** START OF MATERIAL TO PROCESS **

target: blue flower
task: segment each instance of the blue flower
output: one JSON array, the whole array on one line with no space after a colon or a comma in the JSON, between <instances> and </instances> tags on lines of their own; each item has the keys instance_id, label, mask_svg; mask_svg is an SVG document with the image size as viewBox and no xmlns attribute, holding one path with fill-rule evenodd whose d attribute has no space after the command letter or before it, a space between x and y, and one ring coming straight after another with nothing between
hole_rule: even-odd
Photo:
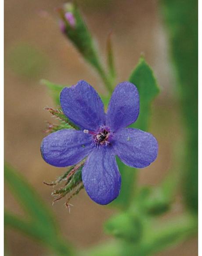
<instances>
[{"instance_id":1,"label":"blue flower","mask_svg":"<svg viewBox=\"0 0 202 256\"><path fill-rule=\"evenodd\" d=\"M63 89L60 102L65 114L80 130L63 129L45 137L42 156L59 167L76 164L87 156L82 171L85 189L96 203L109 204L121 187L115 156L135 168L148 166L157 156L158 143L153 135L125 128L138 116L137 89L127 82L118 85L106 113L98 94L84 81Z\"/></svg>"}]
</instances>

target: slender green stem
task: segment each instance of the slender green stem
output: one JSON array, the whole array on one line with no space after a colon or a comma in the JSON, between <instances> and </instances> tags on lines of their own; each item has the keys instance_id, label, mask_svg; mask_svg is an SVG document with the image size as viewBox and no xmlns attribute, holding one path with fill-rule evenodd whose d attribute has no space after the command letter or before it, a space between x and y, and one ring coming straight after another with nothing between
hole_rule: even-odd
<instances>
[{"instance_id":1,"label":"slender green stem","mask_svg":"<svg viewBox=\"0 0 202 256\"><path fill-rule=\"evenodd\" d=\"M110 93L112 93L113 92L112 82L112 80L109 78L108 76L107 75L104 69L100 64L97 65L95 67L96 67L97 73L103 81L106 88Z\"/></svg>"}]
</instances>

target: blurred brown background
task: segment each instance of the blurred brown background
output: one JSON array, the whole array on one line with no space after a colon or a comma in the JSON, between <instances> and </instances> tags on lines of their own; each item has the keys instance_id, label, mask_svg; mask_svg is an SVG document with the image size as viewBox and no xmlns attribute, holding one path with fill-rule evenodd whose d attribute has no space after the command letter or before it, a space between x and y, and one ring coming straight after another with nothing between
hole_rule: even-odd
<instances>
[{"instance_id":1,"label":"blurred brown background","mask_svg":"<svg viewBox=\"0 0 202 256\"><path fill-rule=\"evenodd\" d=\"M156 161L140 170L139 184L158 184L175 165L174 154L183 134L175 80L170 65L166 34L155 0L83 0L79 1L89 28L105 59L106 41L112 31L118 74L117 83L127 80L141 54L154 70L161 89L152 109L150 131L157 138L159 154ZM51 167L41 157L40 146L45 120L53 122L43 110L54 104L41 78L72 85L84 79L99 93L106 92L101 81L84 63L70 43L60 33L54 10L61 0L7 0L5 2L5 157L20 171L51 206L51 188L44 180L54 180L63 170ZM23 215L8 190L5 207ZM183 211L180 196L171 214ZM61 201L53 210L67 239L79 248L87 248L112 239L103 232L105 220L114 209L91 201L84 191L74 198L71 213ZM163 219L166 220L166 216ZM46 249L14 230L6 232L11 255L50 255ZM197 255L196 239L158 254L161 256Z\"/></svg>"}]
</instances>

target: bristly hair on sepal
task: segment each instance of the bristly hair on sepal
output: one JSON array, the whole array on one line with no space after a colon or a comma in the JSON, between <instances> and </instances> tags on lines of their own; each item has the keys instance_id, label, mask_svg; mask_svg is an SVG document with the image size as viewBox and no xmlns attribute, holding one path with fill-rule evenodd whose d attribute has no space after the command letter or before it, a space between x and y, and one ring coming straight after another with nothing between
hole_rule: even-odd
<instances>
[{"instance_id":1,"label":"bristly hair on sepal","mask_svg":"<svg viewBox=\"0 0 202 256\"><path fill-rule=\"evenodd\" d=\"M43 184L52 186L54 188L57 185L64 182L65 184L60 188L53 190L51 195L54 197L52 204L69 195L65 203L66 207L69 208L72 204L69 203L70 200L83 188L83 185L81 178L81 171L85 163L85 160L71 167L62 175L59 177L55 181L50 183L43 182Z\"/></svg>"}]
</instances>

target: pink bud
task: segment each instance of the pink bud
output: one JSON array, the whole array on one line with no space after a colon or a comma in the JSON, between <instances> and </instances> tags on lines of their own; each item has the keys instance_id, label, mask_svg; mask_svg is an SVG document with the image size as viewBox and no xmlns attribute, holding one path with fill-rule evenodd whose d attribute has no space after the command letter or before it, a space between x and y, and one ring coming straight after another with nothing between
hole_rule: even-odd
<instances>
[{"instance_id":1,"label":"pink bud","mask_svg":"<svg viewBox=\"0 0 202 256\"><path fill-rule=\"evenodd\" d=\"M59 26L61 32L64 33L65 31L65 25L61 19L59 21Z\"/></svg>"}]
</instances>

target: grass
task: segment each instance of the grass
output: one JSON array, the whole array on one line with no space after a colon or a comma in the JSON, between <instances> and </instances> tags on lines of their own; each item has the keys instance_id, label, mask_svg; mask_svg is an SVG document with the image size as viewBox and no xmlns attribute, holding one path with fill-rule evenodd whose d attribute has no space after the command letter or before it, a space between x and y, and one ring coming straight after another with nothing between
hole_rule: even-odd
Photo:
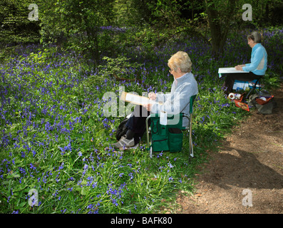
<instances>
[{"instance_id":1,"label":"grass","mask_svg":"<svg viewBox=\"0 0 283 228\"><path fill-rule=\"evenodd\" d=\"M282 73L282 47L274 49L282 31L265 33L272 71L265 84L272 87ZM229 40L218 60L210 56L210 47L193 38L151 50L125 48L124 56L139 64L130 64L124 76L138 78L140 83L115 81L107 62L103 73L88 69L71 51L18 47L0 68L0 212L163 213L178 190L192 192L193 177L207 162L207 150L249 115L223 95L217 73L219 67L248 62L245 33L239 37ZM167 61L179 50L189 53L199 85L192 128L195 157L189 158L187 137L182 152L160 152L152 159L144 138L139 148L115 151L110 144L123 117L118 112L104 116L103 95L113 92L118 102L120 88L140 95L169 91L173 78ZM241 56L235 50L242 50Z\"/></svg>"}]
</instances>

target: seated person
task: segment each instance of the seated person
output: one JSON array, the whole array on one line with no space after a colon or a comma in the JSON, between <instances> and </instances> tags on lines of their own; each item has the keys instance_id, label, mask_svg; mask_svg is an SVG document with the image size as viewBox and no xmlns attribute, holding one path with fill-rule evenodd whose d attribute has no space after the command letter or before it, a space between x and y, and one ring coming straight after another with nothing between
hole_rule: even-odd
<instances>
[{"instance_id":1,"label":"seated person","mask_svg":"<svg viewBox=\"0 0 283 228\"><path fill-rule=\"evenodd\" d=\"M253 31L247 36L247 44L252 48L251 63L235 67L237 71L247 71L247 73L227 74L223 84L227 95L232 92L235 80L253 81L264 76L267 67L267 53L261 42L262 36L257 31Z\"/></svg>"},{"instance_id":2,"label":"seated person","mask_svg":"<svg viewBox=\"0 0 283 228\"><path fill-rule=\"evenodd\" d=\"M187 53L178 51L169 59L168 65L170 68L169 72L174 77L170 93L150 93L149 98L158 102L144 107L136 105L126 123L128 129L126 135L113 146L131 147L138 144L145 131L145 120L150 112L160 113L163 111L168 114L182 113L190 115L190 98L198 93L197 83L191 73L190 58ZM188 124L187 119L183 118L183 127Z\"/></svg>"}]
</instances>

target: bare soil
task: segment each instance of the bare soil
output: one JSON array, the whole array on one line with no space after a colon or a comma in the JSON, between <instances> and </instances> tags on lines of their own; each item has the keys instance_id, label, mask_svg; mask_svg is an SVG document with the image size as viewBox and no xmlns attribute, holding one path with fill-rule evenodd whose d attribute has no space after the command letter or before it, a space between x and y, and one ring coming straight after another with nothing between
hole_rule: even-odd
<instances>
[{"instance_id":1,"label":"bare soil","mask_svg":"<svg viewBox=\"0 0 283 228\"><path fill-rule=\"evenodd\" d=\"M277 105L272 114L252 110L217 152L210 152L209 163L194 178L196 192L179 195L177 213L283 213L282 86L272 92Z\"/></svg>"}]
</instances>

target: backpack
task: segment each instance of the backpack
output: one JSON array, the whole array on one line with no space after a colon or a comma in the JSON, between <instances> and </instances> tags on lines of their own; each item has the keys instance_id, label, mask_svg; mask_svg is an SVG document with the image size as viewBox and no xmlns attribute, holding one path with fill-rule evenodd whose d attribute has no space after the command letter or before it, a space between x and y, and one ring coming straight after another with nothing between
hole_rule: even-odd
<instances>
[{"instance_id":1,"label":"backpack","mask_svg":"<svg viewBox=\"0 0 283 228\"><path fill-rule=\"evenodd\" d=\"M123 121L119 124L116 130L116 139L117 140L120 140L123 135L125 135L127 133L128 128L125 126L125 124L128 122L128 118L125 118Z\"/></svg>"}]
</instances>

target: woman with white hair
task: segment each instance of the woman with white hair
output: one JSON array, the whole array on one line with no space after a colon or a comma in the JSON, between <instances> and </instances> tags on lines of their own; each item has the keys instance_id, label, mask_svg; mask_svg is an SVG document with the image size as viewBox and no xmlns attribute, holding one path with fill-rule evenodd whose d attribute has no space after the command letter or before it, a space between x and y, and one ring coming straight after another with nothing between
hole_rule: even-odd
<instances>
[{"instance_id":1,"label":"woman with white hair","mask_svg":"<svg viewBox=\"0 0 283 228\"><path fill-rule=\"evenodd\" d=\"M227 75L223 88L226 94L232 91L235 80L249 81L257 80L264 76L267 68L267 53L262 45L262 36L257 31L253 31L247 37L247 44L252 48L251 63L237 65L235 68L237 71L247 73L230 73Z\"/></svg>"},{"instance_id":2,"label":"woman with white hair","mask_svg":"<svg viewBox=\"0 0 283 228\"><path fill-rule=\"evenodd\" d=\"M131 147L138 144L145 131L145 120L150 112L190 115L190 98L198 93L197 83L191 73L190 58L187 53L178 51L169 59L168 65L169 72L174 77L170 93L150 93L149 98L156 103L145 106L136 105L126 123L126 134L113 145L114 147ZM182 125L185 127L188 123L187 119L184 118Z\"/></svg>"}]
</instances>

** END OF MATERIAL TO PROCESS **

YOUR TASK: Please duplicate the data above verbatim, everything from the line containing "target: pink bud" down to the line containing "26L61 32L64 33L65", both included.

OUTPUT FOR THIS EXERCISE:
target: pink bud
task: segment each instance of the pink bud
output: one JSON array, the whole array on one line with no space after a colon or a comma in the JSON, between <instances> and </instances> tags on lines of their own; each item has the keys instance_id, label, mask_svg; mask_svg is an SVG document with the image size as viewBox and no xmlns attribute, holding one path with fill-rule evenodd whose d attribute has no space after the command letter or before it, a space between x and y, and one ring coming straight after another with nothing between
hole_rule: even-odd
<instances>
[{"instance_id":1,"label":"pink bud","mask_svg":"<svg viewBox=\"0 0 202 256\"><path fill-rule=\"evenodd\" d=\"M59 26L61 32L64 33L65 31L65 25L61 19L59 21Z\"/></svg>"}]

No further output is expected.